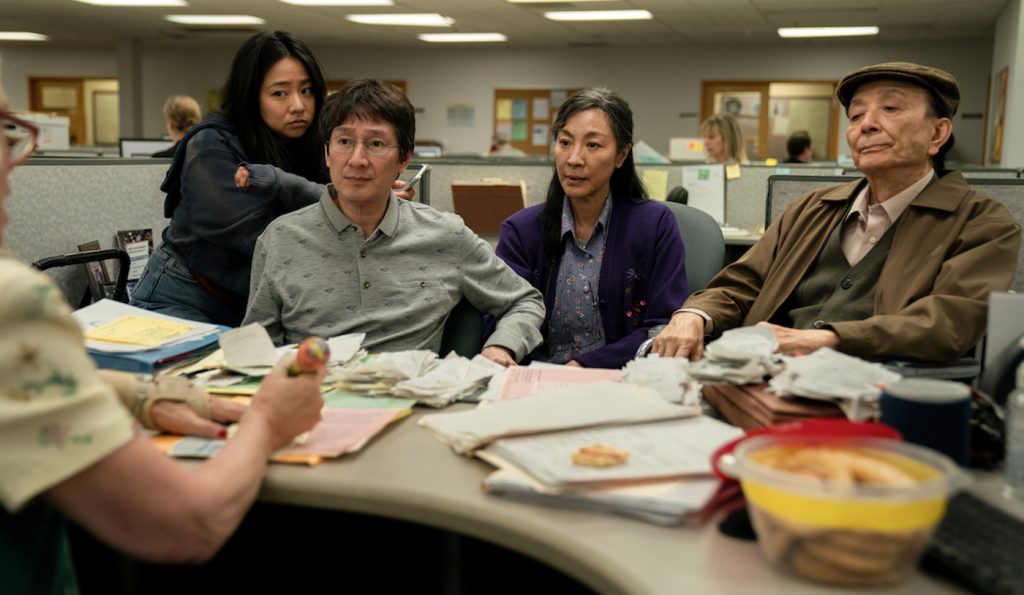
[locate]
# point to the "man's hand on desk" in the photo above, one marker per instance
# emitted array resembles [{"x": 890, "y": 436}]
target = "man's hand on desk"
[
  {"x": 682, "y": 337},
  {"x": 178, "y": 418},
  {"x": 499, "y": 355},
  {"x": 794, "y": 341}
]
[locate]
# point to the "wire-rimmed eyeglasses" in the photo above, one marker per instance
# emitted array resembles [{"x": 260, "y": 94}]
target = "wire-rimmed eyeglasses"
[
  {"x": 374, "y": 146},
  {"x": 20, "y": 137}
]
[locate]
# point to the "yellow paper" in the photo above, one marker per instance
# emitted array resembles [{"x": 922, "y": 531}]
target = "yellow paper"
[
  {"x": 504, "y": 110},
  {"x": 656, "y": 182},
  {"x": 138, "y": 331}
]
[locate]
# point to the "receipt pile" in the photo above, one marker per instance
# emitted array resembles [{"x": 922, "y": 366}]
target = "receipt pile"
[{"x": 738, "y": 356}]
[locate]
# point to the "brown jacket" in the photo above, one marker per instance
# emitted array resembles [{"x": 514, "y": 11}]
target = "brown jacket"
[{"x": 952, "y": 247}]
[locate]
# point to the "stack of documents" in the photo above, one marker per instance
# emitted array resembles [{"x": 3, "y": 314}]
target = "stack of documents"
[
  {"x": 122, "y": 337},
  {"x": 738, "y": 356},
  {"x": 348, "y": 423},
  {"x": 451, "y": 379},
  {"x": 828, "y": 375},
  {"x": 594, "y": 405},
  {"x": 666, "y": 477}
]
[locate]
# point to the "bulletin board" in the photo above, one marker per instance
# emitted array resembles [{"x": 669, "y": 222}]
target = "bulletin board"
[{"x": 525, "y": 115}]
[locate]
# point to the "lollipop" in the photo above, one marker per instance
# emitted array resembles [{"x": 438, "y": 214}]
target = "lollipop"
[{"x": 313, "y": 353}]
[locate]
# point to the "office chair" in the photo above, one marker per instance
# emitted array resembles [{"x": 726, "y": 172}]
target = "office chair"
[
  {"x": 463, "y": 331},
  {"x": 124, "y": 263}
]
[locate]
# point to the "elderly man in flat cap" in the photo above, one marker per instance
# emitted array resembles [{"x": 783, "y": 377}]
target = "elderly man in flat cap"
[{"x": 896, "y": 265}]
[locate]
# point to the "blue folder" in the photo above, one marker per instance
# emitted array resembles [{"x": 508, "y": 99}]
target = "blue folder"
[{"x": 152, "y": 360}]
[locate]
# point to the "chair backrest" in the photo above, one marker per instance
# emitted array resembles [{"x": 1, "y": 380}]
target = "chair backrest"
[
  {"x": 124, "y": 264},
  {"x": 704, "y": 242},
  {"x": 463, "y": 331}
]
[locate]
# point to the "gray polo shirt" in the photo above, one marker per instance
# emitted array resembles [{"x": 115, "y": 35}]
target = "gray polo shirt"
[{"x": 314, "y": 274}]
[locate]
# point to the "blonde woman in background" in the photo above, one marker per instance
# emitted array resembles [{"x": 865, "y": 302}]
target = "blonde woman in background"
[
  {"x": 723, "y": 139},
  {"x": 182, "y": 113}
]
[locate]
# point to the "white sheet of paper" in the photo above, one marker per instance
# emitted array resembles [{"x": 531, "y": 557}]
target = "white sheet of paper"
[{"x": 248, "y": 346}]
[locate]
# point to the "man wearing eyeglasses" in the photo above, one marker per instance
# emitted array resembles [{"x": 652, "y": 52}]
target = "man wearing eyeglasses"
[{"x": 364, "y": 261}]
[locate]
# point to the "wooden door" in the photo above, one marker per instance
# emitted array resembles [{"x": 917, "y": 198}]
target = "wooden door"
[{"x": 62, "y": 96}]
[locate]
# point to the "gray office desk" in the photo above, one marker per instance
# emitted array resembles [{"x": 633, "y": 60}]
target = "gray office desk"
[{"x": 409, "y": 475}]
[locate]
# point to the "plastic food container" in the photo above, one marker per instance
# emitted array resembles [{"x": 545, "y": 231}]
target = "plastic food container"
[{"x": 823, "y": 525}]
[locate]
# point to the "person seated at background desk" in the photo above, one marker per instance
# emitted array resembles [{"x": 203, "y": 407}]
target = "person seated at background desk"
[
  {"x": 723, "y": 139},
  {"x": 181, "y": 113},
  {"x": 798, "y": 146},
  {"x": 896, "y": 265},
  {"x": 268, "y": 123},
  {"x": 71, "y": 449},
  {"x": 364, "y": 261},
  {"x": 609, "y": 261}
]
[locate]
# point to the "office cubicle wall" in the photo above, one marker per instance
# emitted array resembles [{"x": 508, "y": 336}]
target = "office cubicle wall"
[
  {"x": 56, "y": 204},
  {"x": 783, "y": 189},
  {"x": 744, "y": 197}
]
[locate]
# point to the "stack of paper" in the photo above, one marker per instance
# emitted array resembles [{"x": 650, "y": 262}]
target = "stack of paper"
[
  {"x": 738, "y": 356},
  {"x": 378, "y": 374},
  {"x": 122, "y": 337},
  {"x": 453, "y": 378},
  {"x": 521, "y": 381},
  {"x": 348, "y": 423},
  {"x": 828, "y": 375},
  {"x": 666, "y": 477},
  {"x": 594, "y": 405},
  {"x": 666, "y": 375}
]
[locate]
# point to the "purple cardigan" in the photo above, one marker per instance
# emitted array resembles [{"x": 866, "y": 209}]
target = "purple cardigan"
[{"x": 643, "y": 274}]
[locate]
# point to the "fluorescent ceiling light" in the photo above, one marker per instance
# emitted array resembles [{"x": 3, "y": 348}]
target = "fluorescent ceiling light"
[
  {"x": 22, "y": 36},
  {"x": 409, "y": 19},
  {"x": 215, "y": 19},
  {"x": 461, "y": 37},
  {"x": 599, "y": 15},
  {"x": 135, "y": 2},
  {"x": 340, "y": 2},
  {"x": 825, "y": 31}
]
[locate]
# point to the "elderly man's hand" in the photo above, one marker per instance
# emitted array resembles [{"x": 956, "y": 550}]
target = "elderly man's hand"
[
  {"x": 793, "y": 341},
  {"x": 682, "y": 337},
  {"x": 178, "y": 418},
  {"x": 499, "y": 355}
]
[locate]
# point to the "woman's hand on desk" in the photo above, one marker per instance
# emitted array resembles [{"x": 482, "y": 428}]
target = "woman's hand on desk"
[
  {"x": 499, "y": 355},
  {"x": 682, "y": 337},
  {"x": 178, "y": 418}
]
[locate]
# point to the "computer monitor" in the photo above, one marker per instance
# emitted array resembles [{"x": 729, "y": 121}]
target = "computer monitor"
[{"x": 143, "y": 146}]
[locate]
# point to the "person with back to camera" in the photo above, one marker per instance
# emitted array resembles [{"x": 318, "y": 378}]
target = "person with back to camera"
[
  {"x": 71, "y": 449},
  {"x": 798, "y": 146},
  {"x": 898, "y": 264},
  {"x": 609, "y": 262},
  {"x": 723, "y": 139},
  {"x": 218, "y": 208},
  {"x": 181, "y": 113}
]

-- -- --

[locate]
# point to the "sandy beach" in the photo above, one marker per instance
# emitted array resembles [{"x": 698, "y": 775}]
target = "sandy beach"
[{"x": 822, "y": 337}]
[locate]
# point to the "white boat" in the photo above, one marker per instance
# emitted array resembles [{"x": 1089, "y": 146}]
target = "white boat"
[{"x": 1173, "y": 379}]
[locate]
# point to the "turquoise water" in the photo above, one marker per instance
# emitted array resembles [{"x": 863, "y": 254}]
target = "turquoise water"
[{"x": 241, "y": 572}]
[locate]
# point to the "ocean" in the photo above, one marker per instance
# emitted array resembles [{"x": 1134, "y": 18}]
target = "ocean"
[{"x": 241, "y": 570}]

-- -- --

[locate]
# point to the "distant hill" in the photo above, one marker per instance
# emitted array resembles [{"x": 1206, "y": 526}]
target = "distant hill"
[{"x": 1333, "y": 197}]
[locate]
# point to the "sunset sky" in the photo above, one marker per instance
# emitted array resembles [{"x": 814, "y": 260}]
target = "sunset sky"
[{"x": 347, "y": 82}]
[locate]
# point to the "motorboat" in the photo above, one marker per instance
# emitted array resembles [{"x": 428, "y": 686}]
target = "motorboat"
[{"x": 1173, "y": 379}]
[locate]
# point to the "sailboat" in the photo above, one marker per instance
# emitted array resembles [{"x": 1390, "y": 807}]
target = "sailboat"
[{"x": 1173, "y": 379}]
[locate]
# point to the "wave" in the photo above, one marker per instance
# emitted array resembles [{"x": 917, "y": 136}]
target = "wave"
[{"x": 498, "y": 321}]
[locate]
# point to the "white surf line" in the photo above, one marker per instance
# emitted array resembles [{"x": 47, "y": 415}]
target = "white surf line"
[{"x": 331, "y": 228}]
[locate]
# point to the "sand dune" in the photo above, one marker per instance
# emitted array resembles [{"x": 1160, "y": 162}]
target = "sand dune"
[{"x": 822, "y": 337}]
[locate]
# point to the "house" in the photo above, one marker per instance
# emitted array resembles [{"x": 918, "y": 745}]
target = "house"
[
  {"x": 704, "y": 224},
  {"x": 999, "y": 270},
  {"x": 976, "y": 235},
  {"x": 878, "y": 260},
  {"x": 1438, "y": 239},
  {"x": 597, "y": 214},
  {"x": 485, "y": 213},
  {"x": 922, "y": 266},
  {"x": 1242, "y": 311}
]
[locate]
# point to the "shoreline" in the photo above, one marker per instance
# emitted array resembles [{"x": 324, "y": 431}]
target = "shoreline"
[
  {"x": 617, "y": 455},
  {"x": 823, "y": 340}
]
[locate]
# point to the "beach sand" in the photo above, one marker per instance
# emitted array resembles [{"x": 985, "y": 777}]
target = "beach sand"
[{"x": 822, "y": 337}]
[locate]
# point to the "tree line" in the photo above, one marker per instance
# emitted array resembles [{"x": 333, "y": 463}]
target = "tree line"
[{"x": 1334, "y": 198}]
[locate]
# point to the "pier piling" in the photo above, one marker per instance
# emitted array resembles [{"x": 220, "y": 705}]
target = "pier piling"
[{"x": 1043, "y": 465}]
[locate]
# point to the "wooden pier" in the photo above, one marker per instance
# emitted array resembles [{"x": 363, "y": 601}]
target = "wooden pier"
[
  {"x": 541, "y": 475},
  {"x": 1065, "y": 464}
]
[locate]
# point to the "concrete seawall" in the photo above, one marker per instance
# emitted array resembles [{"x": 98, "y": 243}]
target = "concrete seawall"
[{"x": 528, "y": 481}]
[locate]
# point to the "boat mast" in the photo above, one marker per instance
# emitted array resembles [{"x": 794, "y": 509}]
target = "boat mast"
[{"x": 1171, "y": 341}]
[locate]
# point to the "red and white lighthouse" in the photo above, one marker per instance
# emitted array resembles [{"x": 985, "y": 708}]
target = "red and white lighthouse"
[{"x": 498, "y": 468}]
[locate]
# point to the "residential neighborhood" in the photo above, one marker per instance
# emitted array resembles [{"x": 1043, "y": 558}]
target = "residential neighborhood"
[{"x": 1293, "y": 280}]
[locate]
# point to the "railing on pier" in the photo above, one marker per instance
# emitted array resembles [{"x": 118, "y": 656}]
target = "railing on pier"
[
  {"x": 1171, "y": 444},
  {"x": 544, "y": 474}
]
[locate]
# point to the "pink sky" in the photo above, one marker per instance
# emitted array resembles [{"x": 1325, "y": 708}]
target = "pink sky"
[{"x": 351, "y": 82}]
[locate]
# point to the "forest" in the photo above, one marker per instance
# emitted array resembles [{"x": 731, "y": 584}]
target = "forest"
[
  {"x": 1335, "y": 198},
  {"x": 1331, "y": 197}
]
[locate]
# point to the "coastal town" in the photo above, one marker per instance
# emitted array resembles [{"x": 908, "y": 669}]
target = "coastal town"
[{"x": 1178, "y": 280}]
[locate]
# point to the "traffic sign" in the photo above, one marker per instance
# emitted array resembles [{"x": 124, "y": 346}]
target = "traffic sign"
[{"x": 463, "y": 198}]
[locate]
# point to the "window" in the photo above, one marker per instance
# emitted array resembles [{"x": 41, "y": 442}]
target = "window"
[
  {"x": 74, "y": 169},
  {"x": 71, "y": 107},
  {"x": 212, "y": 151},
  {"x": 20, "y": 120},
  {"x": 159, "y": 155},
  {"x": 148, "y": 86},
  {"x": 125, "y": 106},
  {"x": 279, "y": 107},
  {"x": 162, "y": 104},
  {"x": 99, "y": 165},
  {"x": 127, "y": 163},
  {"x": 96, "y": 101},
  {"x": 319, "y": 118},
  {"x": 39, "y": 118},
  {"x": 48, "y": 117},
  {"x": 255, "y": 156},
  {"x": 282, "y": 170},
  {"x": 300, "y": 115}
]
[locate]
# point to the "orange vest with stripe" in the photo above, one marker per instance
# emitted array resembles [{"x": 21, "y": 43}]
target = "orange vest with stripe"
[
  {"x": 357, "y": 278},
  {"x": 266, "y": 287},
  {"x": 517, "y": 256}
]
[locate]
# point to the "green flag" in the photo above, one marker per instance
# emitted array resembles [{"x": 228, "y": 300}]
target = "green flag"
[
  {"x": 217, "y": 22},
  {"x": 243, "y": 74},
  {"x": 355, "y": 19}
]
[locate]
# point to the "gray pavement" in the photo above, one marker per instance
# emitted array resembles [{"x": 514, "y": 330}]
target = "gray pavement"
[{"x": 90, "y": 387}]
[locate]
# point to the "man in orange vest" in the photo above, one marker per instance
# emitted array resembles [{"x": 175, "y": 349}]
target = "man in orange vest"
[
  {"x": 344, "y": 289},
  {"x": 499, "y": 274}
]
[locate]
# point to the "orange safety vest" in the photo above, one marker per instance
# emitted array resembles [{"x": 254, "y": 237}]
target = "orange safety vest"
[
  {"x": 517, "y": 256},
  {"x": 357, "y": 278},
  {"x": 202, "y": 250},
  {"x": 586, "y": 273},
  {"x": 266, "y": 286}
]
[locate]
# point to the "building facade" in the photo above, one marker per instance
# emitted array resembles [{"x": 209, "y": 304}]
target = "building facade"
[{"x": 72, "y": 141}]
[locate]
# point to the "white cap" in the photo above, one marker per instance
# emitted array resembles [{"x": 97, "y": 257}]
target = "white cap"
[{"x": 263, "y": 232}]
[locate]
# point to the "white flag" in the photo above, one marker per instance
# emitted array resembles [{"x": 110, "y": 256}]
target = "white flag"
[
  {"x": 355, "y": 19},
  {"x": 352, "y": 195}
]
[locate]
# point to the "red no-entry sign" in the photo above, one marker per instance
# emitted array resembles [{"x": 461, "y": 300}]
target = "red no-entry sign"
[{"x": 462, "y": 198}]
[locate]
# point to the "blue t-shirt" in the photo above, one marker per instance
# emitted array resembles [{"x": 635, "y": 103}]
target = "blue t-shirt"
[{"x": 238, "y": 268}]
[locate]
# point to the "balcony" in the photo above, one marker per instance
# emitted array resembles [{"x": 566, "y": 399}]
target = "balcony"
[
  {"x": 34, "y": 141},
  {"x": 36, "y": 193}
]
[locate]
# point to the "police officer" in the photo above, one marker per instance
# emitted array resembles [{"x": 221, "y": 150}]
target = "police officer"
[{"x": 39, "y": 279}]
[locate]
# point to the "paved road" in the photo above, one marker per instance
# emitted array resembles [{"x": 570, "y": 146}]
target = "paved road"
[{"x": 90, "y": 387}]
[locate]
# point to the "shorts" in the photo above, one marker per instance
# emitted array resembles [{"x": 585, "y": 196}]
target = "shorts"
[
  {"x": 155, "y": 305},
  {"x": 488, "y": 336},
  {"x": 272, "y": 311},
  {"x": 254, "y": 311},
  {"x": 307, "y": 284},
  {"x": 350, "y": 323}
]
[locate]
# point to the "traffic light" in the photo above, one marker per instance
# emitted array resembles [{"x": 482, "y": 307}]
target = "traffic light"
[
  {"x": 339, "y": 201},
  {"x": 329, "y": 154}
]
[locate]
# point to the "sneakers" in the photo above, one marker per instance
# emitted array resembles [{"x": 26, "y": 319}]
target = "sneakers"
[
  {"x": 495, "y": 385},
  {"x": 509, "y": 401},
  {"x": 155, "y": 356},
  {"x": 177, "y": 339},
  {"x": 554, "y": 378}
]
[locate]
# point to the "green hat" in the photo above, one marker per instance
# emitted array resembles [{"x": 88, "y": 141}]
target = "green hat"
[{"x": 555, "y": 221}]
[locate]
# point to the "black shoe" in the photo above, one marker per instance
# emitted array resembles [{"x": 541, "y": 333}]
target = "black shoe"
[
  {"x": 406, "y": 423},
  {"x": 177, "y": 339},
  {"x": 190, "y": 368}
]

-- -- --

Pull out each line of the records above that contains the string "dune". Case counts, so only lines with that exact capitalization qualify.

# point to the "sand dune" in the photo above, one marker per instance
target = "sand dune"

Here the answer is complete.